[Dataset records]

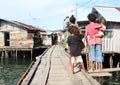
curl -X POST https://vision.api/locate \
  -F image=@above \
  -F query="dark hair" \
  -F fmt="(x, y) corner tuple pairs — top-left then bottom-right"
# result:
(87, 13), (97, 22)
(68, 26), (79, 35)
(96, 18), (106, 25)
(69, 15), (76, 24)
(68, 26), (73, 34)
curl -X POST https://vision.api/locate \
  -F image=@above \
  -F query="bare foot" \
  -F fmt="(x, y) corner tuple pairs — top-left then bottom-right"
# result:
(94, 69), (101, 72)
(88, 69), (93, 72)
(82, 69), (88, 73)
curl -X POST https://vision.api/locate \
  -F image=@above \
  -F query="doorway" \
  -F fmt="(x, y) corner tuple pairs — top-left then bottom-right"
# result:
(4, 32), (10, 46)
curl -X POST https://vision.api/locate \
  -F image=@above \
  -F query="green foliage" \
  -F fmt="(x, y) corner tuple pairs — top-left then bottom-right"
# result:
(104, 31), (113, 38)
(62, 38), (67, 46)
(33, 35), (43, 47)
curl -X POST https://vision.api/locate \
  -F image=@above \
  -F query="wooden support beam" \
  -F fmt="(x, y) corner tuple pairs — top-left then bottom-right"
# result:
(89, 72), (112, 77)
(31, 50), (33, 61)
(5, 50), (8, 58)
(88, 68), (120, 73)
(16, 50), (17, 59)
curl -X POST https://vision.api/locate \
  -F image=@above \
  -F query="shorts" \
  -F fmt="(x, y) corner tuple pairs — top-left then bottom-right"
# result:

Problem:
Repeat the data exactly as given. Keep every picture out of the copy.

Solution to this problem:
curl -X POST https://vision.api/locate \
  -F image=@above \
  -F query="dark hair" \
  -F fmt="(x, y) corner tuple pairs — top-left then bottom-right"
# result:
(87, 13), (97, 22)
(68, 26), (79, 35)
(96, 18), (106, 25)
(69, 15), (76, 24)
(68, 26), (73, 34)
curl -X POST https://vision.api/locate \
  -F image=@above \
  -F query="bare foot" \
  -F fmt="(x, y) corner tuple pairs — top-left then bottom-right"
# result:
(94, 69), (101, 72)
(88, 69), (93, 72)
(82, 69), (88, 73)
curl -X POST https://vision.api/locate \
  -F image=@above \
  -F query="doorway" \
  -F fmt="(x, y) corner tuple pairs — top-left then bottom-right"
# result:
(4, 32), (10, 46)
curl -X POST https://vision.api/locate \
  -F image=@above \
  -F query="green foliage" \
  -F fmt="(x, y) corner tuple pairs — top-left then bottom-right"
# result:
(104, 31), (113, 38)
(62, 38), (67, 46)
(33, 35), (43, 47)
curl -X POST https://vision.api/locate \
  -F image=@above \
  -F query="wooden support beam" \
  -F fmt="(x, y) corner tuple pairs — top-left then bottom-right"
# result:
(89, 72), (112, 77)
(31, 50), (33, 61)
(5, 50), (8, 58)
(88, 68), (120, 73)
(16, 50), (17, 59)
curl -X POST https://vision.api/locate \
  -F image=@above \
  -F query="shorts" \
  -F fmt="(x, y) corner tuple pairs — top-left then bottom-right"
# result:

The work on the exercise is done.